#### READING TEXT:
_____
As we approach the Christmas party season, more people are heading out to bars and pubs to drink and socialise. Bar staff are often in the front line or the revelry and female bar staff in particular do not always feel safe.
Being harassed by drunk men can be a regular part of the job but many staff feel unsettled and reluctant to report it for fear of repercussions. Once large amounts of alcohol are consumed, control can be lost and violence can ensue.
Media and communications student Nabil Rasid, who works at Wetherspoons in Kingston, said: “Most of my female colleagues who are also students gets perved on all the time, even me as a male I get creeped on by older men. It’s so weird, unsettling and uncomfortable. We usually report it to out managers and they kick them out.”
Due to the coronavirus pandemic and the rise of the digital age, food and drink can be ordered through scanning a QR code on the table. This measure also helps to prevent men requiring unnecessary ‘assistance’ from a female employee.
_____
#### STUDY MATERIAL:
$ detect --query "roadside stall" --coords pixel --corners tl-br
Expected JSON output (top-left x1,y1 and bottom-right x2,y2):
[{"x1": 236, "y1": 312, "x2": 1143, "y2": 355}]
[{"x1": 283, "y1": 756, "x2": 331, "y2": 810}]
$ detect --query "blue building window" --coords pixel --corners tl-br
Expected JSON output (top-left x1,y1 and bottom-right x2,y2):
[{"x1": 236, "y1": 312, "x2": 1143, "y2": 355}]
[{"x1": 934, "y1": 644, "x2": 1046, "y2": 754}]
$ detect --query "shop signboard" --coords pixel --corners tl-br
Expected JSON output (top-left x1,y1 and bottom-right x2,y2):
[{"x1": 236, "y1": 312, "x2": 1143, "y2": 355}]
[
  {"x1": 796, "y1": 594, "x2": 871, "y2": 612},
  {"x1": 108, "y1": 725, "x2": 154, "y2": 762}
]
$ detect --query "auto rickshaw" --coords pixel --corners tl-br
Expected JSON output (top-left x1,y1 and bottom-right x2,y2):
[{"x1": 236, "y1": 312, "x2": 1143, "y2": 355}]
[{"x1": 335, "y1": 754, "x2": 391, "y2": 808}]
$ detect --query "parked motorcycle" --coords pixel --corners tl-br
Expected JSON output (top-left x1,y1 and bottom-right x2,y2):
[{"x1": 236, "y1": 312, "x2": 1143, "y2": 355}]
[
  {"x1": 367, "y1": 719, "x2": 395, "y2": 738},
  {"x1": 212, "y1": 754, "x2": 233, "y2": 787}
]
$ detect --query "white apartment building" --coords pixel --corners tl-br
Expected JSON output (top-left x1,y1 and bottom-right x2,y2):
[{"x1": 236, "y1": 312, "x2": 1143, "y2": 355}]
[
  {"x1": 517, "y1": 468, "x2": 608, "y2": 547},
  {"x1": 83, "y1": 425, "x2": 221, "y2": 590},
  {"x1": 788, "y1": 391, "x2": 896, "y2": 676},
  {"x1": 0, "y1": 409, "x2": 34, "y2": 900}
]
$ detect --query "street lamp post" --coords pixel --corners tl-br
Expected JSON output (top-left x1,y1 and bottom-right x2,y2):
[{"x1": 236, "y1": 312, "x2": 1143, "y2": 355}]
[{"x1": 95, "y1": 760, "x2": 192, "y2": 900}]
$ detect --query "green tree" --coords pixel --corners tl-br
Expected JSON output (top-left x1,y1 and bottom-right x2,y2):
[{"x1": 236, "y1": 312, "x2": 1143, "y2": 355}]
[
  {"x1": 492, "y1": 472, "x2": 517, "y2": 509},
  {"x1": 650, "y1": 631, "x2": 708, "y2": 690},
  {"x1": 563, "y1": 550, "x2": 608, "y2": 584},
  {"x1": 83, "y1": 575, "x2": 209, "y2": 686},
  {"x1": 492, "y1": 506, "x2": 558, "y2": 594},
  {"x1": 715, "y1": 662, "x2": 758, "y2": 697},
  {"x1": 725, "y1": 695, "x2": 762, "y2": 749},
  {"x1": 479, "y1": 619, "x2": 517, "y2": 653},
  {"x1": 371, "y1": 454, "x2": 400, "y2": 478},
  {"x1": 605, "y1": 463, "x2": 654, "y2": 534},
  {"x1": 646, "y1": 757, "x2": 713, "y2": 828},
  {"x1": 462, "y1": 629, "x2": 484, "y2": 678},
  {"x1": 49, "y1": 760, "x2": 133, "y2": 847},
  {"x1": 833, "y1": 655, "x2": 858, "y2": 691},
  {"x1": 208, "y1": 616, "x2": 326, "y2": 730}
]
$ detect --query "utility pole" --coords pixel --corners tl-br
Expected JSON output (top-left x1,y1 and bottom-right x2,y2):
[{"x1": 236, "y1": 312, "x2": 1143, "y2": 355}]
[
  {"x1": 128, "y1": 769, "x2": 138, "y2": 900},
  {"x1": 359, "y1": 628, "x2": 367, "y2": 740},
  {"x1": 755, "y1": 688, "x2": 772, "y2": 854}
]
_____
#### PROBLEM TO SOLVE:
In the text about bar staff safety during the party season, transcribe the passage starting with "As we approach" and going on through "violence can ensue.".

#### TASK ANSWER:
As we approach the Christmas party season, more people are heading out to bars and pubs to drink and socialise. Bar staff are often in the front line or the revelry and female bar staff in particular do not always feel safe.
Being harassed by drunk men can be a regular part of the job but many staff feel unsettled and reluctant to report it for fear of repercussions. Once large amounts of alcohol are consumed, control can be lost and violence can ensue.